▸ Material supplied
□ □ □ □ □ □ □

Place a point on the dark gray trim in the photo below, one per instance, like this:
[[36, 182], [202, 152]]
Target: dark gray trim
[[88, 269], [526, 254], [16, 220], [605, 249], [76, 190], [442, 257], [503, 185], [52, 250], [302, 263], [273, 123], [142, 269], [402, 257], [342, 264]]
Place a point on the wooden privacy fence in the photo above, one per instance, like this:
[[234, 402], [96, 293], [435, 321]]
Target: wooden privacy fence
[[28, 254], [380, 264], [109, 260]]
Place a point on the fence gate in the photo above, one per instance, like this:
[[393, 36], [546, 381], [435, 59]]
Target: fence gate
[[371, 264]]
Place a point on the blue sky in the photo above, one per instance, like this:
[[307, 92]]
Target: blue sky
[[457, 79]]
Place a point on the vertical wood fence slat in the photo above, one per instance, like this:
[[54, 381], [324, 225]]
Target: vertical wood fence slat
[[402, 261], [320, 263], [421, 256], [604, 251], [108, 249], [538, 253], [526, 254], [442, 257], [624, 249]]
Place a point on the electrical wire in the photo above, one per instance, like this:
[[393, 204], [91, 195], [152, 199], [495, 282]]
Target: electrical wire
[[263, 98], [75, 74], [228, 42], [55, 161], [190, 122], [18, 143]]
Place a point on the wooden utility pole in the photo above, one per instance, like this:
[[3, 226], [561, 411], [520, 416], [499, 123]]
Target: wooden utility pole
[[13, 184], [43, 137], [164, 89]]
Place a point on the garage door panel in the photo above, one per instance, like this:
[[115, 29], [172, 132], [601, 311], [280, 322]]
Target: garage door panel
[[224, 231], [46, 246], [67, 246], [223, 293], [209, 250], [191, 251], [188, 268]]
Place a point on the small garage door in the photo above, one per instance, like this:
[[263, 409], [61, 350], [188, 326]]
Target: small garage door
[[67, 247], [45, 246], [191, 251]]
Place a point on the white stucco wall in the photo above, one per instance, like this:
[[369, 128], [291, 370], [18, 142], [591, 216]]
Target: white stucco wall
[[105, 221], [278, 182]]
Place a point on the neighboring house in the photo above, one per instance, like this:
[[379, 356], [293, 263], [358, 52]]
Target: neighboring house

□ □ □ □ □ □ □

▸ What you should do
Write the entries out once more, exactly as they were given.

▸ Result for this task
Place a point on the dark gray trim in the photo below, one per instance, like this:
[[36, 182], [202, 152]]
Target: dark gray trim
[[88, 269], [526, 254], [16, 220], [605, 249], [76, 190], [442, 257], [503, 185], [52, 250], [302, 263], [273, 123], [142, 269], [402, 257], [342, 264]]
Place a point on the wooden privacy fence in the photo above, one per instance, like this:
[[234, 402], [96, 293], [435, 321]]
Target: wooden privacy fence
[[28, 254], [380, 264], [109, 260]]
Place a point on the fence gate in the photo above, one per instance, like this:
[[393, 36], [546, 381], [435, 59]]
Target: fence gate
[[371, 264]]
Place a point on the blue sky in the photo above, one per instance, like this:
[[307, 92]]
Target: blue sky
[[457, 79]]
Place a point on the vertical wood fence slat in the photo above, one per instance, like this:
[[54, 381], [324, 225]]
Target: vertical wood fence slat
[[402, 261], [320, 263], [421, 256], [604, 251], [108, 249], [538, 253], [526, 254], [442, 257], [624, 249]]
Place a point on the electrical wire in the photo above, one per instance, like this:
[[393, 204], [91, 195], [152, 199], [495, 282]]
Target: electrical wire
[[263, 98], [75, 74], [228, 42], [55, 161], [190, 122], [18, 143]]
Place a point on the wooden utility pole in the photo above, one per instance, like this:
[[3, 226], [561, 411], [520, 416], [499, 123]]
Target: wooden utility pole
[[13, 184], [43, 137], [164, 89]]
Place a point on the garage door panel in the photo above, one per instance, like this:
[[115, 29], [172, 132], [601, 311], [280, 322]]
Target: garage door panel
[[224, 231], [46, 246], [67, 246], [223, 293], [209, 250], [191, 251], [188, 268]]
Place a point on the small garage door in the photo above, one per instance, like this:
[[263, 409], [61, 350], [188, 326]]
Target: small garage door
[[67, 247], [45, 246], [191, 251]]
Place a point on the white stucco wall in the photo above, one per instance, like this:
[[369, 128], [291, 370], [18, 142], [591, 216]]
Target: white stucco wall
[[105, 221], [278, 182]]
Place a point on the neighboring house in the photo above, one per instance, like this:
[[379, 356], [293, 263], [358, 52]]
Target: neighboring house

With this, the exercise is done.